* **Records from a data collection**
####################
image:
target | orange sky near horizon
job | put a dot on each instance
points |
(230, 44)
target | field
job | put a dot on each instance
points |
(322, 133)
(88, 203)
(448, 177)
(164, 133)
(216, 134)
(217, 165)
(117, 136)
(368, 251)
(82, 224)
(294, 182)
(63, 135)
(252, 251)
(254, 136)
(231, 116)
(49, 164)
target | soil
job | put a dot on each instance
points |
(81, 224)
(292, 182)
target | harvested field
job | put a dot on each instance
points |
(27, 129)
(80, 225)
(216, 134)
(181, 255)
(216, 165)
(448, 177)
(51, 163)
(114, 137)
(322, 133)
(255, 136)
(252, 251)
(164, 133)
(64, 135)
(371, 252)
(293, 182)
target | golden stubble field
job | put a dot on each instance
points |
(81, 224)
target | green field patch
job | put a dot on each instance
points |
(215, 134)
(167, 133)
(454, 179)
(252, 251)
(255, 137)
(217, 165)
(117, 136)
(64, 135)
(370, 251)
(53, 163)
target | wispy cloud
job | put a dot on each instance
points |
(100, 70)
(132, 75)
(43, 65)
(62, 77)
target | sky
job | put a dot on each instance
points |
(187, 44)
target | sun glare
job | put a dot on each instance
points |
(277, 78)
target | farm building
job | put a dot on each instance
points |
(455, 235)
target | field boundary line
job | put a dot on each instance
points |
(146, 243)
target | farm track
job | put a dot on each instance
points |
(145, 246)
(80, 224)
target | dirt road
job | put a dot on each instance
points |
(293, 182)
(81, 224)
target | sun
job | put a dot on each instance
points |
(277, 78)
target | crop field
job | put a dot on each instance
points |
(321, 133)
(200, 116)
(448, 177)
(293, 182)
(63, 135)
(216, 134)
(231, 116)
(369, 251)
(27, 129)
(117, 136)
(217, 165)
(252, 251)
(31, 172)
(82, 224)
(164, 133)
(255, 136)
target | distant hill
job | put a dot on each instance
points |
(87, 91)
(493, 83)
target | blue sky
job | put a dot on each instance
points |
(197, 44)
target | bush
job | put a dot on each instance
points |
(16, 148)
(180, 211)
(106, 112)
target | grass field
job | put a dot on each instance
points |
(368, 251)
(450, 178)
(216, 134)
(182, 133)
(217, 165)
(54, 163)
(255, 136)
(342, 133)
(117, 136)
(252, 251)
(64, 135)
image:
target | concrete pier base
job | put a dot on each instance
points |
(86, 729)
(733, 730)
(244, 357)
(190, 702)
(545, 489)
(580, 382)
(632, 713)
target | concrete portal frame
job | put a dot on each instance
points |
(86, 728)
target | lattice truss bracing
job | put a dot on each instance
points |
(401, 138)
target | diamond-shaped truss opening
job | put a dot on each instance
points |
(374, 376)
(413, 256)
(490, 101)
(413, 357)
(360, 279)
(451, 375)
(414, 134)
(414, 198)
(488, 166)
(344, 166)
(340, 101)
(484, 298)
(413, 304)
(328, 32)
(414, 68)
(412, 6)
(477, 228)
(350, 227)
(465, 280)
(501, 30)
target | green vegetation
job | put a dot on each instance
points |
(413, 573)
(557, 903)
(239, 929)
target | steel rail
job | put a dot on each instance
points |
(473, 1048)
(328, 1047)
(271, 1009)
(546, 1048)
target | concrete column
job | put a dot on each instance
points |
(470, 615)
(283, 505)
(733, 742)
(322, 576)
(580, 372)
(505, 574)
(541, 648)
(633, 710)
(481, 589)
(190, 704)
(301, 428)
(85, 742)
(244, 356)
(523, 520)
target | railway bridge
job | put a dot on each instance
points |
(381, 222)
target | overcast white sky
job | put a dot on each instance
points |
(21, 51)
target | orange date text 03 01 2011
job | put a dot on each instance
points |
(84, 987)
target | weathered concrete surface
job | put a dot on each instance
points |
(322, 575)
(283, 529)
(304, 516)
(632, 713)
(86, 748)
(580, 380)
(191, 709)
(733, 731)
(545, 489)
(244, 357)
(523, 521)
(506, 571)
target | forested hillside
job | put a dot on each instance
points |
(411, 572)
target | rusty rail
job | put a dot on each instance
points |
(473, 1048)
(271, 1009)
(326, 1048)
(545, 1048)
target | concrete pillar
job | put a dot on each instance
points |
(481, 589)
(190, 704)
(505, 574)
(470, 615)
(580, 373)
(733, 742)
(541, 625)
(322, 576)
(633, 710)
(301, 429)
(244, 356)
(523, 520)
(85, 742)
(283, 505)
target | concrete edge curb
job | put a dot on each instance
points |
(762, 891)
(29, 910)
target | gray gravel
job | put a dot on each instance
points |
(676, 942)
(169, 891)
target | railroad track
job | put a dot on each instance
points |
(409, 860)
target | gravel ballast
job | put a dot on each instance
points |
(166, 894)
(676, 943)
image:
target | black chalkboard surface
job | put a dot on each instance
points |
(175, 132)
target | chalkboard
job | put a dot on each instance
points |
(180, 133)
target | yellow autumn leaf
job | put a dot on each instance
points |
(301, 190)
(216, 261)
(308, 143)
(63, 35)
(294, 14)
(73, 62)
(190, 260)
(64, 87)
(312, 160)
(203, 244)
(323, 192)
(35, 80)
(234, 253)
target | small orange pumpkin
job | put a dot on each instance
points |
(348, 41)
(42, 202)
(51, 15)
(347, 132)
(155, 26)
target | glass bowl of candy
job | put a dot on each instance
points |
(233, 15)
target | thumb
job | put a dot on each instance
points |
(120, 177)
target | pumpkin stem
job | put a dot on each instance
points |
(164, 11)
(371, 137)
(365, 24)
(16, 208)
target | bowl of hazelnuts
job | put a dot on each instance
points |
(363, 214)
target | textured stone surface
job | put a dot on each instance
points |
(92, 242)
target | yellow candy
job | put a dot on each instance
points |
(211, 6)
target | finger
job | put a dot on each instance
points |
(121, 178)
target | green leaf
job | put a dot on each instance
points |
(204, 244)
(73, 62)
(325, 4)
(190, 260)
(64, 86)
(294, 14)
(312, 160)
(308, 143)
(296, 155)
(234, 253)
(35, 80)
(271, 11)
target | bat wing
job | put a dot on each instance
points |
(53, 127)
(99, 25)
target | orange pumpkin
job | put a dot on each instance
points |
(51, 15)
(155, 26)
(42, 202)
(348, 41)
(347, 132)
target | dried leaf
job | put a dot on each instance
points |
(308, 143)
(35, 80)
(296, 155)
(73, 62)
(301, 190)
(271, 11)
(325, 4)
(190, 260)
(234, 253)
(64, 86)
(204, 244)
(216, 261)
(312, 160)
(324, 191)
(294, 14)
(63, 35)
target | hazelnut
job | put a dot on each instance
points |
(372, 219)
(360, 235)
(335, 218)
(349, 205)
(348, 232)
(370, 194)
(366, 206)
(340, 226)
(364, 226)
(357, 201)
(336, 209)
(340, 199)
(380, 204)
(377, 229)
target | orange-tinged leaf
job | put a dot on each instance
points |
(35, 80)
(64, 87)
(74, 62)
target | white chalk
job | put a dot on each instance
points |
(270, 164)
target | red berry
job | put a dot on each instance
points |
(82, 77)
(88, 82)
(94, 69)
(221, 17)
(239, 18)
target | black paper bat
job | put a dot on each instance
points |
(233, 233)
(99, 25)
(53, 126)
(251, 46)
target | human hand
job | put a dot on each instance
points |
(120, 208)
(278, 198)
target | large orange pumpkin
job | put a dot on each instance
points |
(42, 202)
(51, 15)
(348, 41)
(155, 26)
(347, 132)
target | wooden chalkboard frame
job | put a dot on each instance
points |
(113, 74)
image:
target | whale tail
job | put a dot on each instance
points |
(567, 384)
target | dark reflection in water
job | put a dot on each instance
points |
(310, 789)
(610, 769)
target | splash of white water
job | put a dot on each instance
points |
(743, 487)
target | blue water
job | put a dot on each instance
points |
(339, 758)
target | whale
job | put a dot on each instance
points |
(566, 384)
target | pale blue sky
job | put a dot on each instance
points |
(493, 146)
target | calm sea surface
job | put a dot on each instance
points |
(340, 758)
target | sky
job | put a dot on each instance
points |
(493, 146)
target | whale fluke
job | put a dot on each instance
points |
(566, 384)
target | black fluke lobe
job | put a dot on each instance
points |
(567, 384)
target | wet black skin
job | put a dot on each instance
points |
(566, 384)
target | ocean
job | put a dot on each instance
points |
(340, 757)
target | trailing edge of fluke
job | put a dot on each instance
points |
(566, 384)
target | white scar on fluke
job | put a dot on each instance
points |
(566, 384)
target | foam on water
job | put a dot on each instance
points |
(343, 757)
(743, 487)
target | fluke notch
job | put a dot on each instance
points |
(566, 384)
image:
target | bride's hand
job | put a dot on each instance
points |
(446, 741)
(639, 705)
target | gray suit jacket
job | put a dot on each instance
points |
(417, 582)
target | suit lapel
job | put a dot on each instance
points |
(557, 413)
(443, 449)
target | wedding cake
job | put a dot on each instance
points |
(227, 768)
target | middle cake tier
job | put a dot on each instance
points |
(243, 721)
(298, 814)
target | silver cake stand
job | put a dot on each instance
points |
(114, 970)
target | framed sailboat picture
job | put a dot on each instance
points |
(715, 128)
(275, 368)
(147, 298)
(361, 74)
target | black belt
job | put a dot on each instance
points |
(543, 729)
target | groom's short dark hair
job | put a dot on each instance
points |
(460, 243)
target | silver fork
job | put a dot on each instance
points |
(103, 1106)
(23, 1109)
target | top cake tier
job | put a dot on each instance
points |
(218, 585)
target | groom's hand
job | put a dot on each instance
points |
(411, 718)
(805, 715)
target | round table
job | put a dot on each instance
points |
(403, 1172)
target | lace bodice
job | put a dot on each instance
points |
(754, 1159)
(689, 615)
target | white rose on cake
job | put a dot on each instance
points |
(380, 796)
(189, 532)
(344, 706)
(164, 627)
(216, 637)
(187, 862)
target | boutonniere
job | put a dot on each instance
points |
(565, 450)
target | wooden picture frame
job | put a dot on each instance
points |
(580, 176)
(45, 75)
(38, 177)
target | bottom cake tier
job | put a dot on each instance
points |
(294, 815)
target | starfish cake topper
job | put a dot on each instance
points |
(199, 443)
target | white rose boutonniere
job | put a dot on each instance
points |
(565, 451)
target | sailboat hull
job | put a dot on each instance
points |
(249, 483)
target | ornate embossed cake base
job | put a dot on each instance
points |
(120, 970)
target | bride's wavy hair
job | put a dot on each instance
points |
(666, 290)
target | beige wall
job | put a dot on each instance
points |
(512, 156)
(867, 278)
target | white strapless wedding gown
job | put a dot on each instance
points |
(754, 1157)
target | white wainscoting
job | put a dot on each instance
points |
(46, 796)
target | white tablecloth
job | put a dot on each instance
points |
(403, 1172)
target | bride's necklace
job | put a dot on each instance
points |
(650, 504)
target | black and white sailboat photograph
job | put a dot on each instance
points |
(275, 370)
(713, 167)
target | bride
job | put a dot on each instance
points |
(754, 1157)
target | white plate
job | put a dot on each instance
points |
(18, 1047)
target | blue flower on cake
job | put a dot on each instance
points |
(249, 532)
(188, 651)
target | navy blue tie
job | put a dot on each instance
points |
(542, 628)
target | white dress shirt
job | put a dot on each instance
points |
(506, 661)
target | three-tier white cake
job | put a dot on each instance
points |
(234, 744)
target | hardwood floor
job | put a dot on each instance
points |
####################
* **Task description**
Each line that includes the string "orange" should be copied from the data.

* **Completed exercise**
target | orange sky near horizon
target | orange date text 03 01 2011
target | small orange pumpkin
target | orange pumpkin
target | orange-tinged leaf
target | large orange pumpkin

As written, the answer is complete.